### Verilen Metin
* * * * *

Çözüm süreci dolu dizgin

Çözüm süreci bozulmasın diye DEM Parti’nin otoriterleşmeye karşı mücadelede inandırıcı olmayan bir performans sergilediği Kürtlere yönelik asıl eleştiri konusu.

2024 yılının ekim ayında başlayan çözüm süreci büyük bir inkâr dalgasıyla karşılanmıştı. İnkarcılar Bir çözüm sürecinin ne başlayabileceğini ne de ilerleyebileceğini düşünüyordu. Aralıksız süreci lekelemeye çalıştılar. Önce tüm gelişmelerin nedeninin Erdoğan’ın cumhurbaşkanlığı için duyduğu destek ihtiyacından kaynaklandığını iddia ettiler. Yani DEM Parti çözüm süreci adımıyla tuzağa çekilmiş ve Erdoğan’ın siyasi hesaplarının koltuk değneği haline gelmişti.

Bu iddia yeni anayasa için Kürtlerin desteğini almanın yolu çözüm sürecinden geçtiğinden iktidarın bu hamleyi yaptığı iddiasıyla pekiştirildi.

Ha devrildi ha devrilecek, ha yenildi ha yenilecek olan iktidarın güç, meşruluk ve toplumsal destek almak için, kısacası iç siyasi hesaplarının bir sonucu olarak planlanmış satranç hamleleri olarak kodlandı.

* * * * *

### Ham Veri
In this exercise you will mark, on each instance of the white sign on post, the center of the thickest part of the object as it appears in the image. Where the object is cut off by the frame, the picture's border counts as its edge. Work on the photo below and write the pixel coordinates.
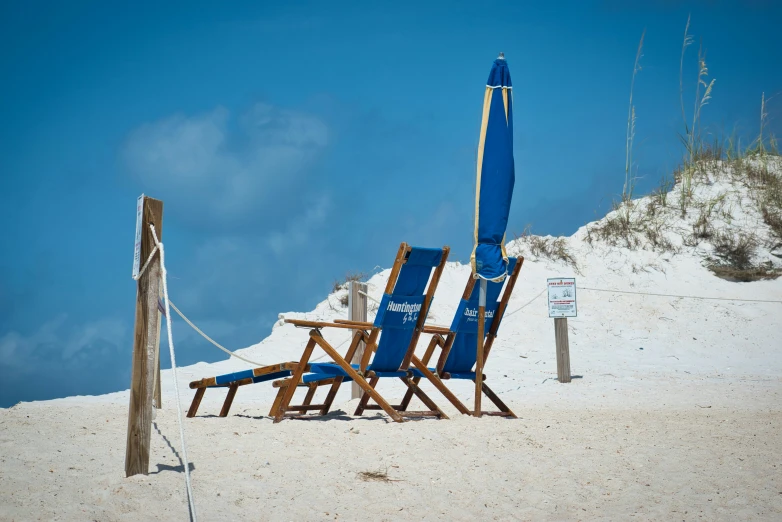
(137, 250)
(562, 297)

* * * * *

### Alıştırma 1
Verilen metne göre çözüm süreci hangi tarihte başlamıştır?
### Alıştırma 2
Verilen metnin "Bu iddia yeni" ifadesini içeren sözcüklerle açılıp "hamleleri olarak kodlandı." ile kapanan bölümünü, "satranç hamleleri" yerine "siyasi manevralar" koyarak güncellenmiş biçimiyle yeniden yazınız.
Listenin bu çalışmada herhangi bir işlevi bulunmamaktadır.

### Beklenen Yanıt 1
Çözüm süreci 2024 yılının ekim ayında başlamıştır.

### Beklenen Yanıt 2
Bu iddia yeni anayasa için Kürtlerin desteğini almanın yolu çözüm sürecinden geçtiğinden iktidarın bu hamleyi yaptığı iddiasıyla pekiştirildi.

Ha devrildi ha devrilecek, ha yenildi ha yenilecek olan iktidarın güç, meşruluk ve toplumsal destek almak için, kısacası iç siyasi hesaplarının bir sonucu olarak planlanmış siyasi manevralar olarak kodlandı.